━━ Data shown

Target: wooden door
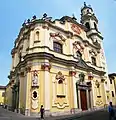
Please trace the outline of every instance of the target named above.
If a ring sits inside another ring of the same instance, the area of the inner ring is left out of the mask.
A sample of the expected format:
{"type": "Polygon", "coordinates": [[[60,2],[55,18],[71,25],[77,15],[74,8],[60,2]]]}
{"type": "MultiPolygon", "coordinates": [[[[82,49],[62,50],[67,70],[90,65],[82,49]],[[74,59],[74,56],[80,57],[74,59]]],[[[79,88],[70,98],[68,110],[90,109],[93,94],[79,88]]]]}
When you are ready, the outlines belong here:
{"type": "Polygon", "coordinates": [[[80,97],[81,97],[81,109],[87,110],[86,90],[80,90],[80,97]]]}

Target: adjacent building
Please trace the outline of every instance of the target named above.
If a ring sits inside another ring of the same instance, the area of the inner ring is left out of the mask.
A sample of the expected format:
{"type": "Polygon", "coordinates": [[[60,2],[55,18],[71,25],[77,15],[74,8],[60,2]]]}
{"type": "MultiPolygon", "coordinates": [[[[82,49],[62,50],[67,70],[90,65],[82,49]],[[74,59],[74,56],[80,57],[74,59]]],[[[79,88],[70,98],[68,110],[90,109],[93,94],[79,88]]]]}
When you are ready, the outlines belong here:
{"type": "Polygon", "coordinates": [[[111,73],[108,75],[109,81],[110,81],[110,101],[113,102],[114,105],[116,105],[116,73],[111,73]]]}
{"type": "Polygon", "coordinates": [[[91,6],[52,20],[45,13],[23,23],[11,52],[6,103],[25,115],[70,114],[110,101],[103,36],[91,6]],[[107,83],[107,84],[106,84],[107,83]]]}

━━━━

Exercise details:
Reproduce the data from the line containing "Target: adjacent building" through the end, including that line and the last line, with the requests kept as they are. Offset every coordinate in the answer outlines by 139 and leave the format samples unchanged.

Worked answer:
Target: adjacent building
Please trace the outline of every instance of the target named above.
If a ring sits inside another ring of the same instance, the area of the inner ring is left out of the mask.
A sample of the expected format:
{"type": "Polygon", "coordinates": [[[60,2],[55,18],[71,25],[77,15],[74,8],[60,2]]]}
{"type": "MultiPolygon", "coordinates": [[[[82,49],[62,50],[67,70],[90,65],[82,49]],[[74,59],[74,56],[80,57],[74,59]]],[[[79,88],[70,98],[68,110],[90,109],[93,94],[79,88]]]]}
When you are ready, the outlines belong here:
{"type": "Polygon", "coordinates": [[[250,212],[247,214],[248,220],[249,220],[249,240],[252,241],[253,244],[255,244],[255,212],[250,212]]]}
{"type": "Polygon", "coordinates": [[[230,145],[191,159],[184,152],[162,162],[150,191],[145,242],[164,254],[209,253],[249,240],[242,175],[230,145]],[[246,222],[246,223],[245,223],[246,222]]]}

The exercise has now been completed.